▶ **Your instructions**: Without the images, repeat every line of the listing verbatim.

▶ **Dataset**:
'''

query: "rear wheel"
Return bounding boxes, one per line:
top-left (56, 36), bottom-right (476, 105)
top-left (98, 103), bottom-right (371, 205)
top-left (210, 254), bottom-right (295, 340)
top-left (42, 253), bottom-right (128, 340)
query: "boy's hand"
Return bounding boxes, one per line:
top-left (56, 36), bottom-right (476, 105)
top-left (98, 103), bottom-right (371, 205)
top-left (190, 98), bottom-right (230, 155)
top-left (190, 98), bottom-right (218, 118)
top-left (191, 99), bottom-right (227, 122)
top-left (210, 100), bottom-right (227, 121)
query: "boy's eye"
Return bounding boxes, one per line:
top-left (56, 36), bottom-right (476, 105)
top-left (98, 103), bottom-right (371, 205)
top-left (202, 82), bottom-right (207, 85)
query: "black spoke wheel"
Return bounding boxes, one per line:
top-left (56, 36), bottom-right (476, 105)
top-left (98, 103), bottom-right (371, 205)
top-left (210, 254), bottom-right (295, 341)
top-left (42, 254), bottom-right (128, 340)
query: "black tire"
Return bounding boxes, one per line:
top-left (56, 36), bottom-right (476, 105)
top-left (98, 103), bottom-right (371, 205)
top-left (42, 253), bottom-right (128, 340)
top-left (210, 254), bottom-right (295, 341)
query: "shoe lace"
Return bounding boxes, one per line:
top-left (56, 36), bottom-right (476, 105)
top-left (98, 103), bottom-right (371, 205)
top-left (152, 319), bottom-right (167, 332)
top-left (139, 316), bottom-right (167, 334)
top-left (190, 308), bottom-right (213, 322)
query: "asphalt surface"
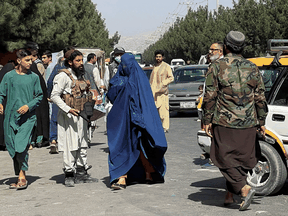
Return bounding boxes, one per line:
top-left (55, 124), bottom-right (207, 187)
top-left (1, 111), bottom-right (288, 216)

'''

▶ **Solution**:
query: "rear wheel"
Return bounding boxes, one per line:
top-left (56, 36), bottom-right (476, 105)
top-left (98, 103), bottom-right (371, 205)
top-left (210, 254), bottom-right (295, 340)
top-left (42, 253), bottom-right (128, 340)
query: "boy's hand"
Return bounding boxes, one per line:
top-left (56, 36), bottom-right (476, 105)
top-left (98, 103), bottom-right (371, 205)
top-left (190, 98), bottom-right (230, 155)
top-left (190, 98), bottom-right (218, 118)
top-left (191, 99), bottom-right (227, 122)
top-left (210, 100), bottom-right (227, 121)
query: "boy's eye"
Return bounding boxes, one per line:
top-left (56, 36), bottom-right (476, 105)
top-left (98, 103), bottom-right (371, 205)
top-left (202, 82), bottom-right (207, 85)
query: "black spoke wheel"
Return bounding boxes, one per line:
top-left (56, 36), bottom-right (476, 105)
top-left (98, 103), bottom-right (371, 205)
top-left (210, 254), bottom-right (295, 341)
top-left (42, 254), bottom-right (128, 340)
query: "black tire"
Return bounding boxes, one per line:
top-left (56, 36), bottom-right (476, 105)
top-left (98, 103), bottom-right (371, 205)
top-left (42, 253), bottom-right (128, 340)
top-left (210, 254), bottom-right (295, 341)
query: "shoe lace"
Return bounding boxes, one per line:
top-left (56, 36), bottom-right (476, 105)
top-left (98, 103), bottom-right (371, 205)
top-left (152, 319), bottom-right (167, 332)
top-left (139, 316), bottom-right (167, 334)
top-left (190, 308), bottom-right (213, 322)
query: "asphalt surface"
Return bounding boxes, one per line:
top-left (55, 124), bottom-right (207, 187)
top-left (1, 111), bottom-right (288, 216)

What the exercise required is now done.